→ YOUR GOAL:
The records appear below. Set down exactly each line from the one that contains "Look at the photograph above. For each instance of the blue" through the last, both included.
--
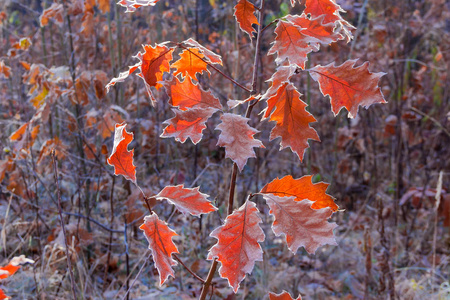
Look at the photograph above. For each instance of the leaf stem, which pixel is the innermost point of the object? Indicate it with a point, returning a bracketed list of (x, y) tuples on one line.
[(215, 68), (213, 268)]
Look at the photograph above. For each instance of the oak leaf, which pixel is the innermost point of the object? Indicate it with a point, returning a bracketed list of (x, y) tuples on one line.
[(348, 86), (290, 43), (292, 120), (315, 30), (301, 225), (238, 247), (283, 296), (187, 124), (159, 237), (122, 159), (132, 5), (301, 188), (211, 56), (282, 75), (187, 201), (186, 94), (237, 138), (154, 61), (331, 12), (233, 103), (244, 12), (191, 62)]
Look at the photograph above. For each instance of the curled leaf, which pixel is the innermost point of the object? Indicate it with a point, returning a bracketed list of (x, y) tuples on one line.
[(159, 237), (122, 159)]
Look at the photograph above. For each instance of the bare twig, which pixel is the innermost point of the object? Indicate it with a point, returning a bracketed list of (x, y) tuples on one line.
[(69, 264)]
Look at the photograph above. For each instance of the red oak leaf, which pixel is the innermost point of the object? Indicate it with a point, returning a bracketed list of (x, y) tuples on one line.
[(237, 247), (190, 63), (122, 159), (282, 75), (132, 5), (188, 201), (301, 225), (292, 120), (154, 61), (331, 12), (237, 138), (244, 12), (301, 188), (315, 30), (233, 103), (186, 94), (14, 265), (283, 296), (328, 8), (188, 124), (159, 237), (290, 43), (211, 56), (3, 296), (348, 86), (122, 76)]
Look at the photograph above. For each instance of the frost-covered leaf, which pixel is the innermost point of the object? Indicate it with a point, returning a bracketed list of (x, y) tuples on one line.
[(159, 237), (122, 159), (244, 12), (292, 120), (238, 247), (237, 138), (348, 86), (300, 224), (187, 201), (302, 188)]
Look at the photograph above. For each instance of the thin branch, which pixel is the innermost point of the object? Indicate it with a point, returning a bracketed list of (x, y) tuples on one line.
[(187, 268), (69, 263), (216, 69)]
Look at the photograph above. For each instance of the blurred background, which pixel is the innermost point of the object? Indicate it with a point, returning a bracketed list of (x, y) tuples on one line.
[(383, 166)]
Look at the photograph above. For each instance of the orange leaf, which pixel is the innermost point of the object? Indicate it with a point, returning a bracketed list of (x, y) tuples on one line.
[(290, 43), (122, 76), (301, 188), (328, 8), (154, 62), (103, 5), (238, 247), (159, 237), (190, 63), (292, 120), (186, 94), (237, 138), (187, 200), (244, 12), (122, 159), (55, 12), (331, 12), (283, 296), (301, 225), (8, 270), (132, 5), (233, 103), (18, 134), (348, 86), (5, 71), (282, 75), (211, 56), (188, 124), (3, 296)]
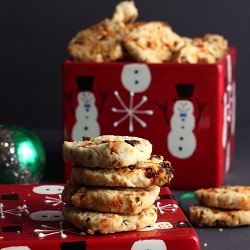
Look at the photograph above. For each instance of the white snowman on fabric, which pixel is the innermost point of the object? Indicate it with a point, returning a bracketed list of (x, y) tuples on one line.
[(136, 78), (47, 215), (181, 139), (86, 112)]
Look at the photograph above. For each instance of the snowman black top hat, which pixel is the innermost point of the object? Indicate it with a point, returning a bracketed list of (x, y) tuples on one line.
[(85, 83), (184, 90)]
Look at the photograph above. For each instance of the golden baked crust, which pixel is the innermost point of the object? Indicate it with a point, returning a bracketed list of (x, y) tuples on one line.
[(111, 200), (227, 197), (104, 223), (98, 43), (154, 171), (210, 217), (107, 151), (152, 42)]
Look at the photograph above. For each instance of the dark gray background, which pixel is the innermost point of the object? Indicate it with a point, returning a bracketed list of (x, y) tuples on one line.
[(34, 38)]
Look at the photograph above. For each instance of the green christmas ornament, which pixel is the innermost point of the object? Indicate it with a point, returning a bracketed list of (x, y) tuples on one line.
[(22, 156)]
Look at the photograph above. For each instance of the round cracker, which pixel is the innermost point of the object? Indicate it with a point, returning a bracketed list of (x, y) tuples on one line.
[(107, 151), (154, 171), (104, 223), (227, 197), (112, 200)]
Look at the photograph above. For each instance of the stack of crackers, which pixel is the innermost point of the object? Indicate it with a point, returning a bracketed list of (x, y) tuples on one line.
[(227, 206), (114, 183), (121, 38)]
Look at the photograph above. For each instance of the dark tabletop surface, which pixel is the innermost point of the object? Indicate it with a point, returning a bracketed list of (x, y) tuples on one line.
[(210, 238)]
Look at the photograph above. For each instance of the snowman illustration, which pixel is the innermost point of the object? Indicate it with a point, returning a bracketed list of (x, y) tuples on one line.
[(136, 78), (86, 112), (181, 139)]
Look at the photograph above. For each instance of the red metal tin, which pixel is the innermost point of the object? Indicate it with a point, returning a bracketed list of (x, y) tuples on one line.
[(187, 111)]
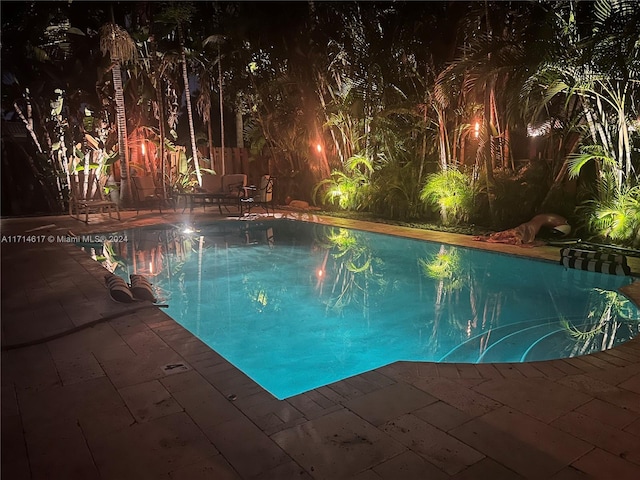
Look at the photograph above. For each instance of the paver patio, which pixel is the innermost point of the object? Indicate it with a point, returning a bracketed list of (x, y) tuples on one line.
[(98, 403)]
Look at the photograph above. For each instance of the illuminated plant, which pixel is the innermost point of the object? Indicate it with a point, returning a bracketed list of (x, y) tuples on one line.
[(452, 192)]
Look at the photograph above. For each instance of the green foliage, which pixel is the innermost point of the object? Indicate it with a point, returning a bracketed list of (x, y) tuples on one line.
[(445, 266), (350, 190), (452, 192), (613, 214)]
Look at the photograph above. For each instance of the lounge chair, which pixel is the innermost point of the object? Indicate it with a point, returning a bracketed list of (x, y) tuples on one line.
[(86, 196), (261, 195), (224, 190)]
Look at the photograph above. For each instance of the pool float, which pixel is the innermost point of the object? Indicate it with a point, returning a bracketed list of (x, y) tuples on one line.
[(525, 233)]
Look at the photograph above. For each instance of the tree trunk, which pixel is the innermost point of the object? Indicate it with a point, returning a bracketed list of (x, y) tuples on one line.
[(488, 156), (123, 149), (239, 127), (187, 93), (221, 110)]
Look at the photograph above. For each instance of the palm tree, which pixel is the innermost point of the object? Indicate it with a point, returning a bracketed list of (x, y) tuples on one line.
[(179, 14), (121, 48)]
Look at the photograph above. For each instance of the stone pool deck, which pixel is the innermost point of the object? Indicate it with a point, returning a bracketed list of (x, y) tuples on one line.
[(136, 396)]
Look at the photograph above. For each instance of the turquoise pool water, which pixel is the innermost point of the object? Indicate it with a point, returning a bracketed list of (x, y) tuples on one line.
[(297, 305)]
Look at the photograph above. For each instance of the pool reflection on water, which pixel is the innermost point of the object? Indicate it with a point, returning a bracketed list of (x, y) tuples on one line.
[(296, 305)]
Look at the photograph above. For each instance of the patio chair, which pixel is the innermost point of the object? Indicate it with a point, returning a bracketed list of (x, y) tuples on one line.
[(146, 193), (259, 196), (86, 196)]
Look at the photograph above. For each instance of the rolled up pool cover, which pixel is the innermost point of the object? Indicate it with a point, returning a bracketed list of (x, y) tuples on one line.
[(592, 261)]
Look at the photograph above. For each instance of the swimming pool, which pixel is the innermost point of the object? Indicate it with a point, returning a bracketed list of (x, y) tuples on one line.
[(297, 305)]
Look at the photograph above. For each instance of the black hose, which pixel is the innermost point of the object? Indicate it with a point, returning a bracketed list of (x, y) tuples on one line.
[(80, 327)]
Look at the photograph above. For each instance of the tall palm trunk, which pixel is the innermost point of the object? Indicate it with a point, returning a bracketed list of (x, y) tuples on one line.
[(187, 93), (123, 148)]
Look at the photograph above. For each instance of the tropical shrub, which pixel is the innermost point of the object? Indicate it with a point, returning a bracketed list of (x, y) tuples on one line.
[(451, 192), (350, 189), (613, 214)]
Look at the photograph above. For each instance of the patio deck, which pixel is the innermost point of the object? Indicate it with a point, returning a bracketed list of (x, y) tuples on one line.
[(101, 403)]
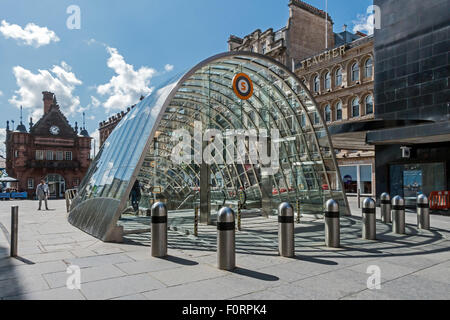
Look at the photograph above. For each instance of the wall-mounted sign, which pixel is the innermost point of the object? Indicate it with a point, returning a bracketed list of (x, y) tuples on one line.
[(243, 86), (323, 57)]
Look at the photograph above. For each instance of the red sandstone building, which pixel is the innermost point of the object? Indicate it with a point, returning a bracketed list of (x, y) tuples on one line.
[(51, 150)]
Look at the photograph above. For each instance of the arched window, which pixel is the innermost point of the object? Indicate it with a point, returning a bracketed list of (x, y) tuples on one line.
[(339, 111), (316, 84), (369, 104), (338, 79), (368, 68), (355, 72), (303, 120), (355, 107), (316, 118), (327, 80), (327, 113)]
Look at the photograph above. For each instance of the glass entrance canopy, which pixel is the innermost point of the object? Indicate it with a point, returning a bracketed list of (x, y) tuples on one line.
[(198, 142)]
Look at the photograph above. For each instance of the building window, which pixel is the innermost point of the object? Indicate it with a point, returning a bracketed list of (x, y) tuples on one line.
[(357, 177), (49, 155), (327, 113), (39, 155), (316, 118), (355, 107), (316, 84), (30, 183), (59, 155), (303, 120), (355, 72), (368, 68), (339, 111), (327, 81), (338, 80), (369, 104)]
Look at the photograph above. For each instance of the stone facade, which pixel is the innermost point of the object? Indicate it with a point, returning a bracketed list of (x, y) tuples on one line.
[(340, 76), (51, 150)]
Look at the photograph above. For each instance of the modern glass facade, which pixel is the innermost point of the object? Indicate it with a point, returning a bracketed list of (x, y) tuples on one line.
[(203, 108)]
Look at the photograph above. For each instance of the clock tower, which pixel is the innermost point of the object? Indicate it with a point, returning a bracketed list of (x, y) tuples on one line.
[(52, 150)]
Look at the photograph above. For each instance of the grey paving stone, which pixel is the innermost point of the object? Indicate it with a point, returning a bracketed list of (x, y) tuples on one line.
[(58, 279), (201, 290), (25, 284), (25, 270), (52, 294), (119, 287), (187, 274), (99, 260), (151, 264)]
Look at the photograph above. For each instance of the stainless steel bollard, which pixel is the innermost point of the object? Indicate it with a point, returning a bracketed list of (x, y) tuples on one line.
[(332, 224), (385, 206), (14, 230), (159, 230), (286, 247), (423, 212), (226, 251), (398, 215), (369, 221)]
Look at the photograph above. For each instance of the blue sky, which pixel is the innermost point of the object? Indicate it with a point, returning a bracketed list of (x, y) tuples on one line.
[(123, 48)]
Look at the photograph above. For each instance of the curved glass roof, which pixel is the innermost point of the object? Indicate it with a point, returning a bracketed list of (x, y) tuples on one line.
--
→ TASK RESULT:
Look at the photograph above. For each instance of the blue sky, which pixel is the innermost point of the object? Indicate it with a point, returning a bracketed list of (x, y) tuples on one line.
[(123, 48)]
Look at the photograph above. For each instance of the curved glass roof, which pixel is the innermost point of the object? Indicate it with a point, returning a bracketed list of (x, y) tuples on one line.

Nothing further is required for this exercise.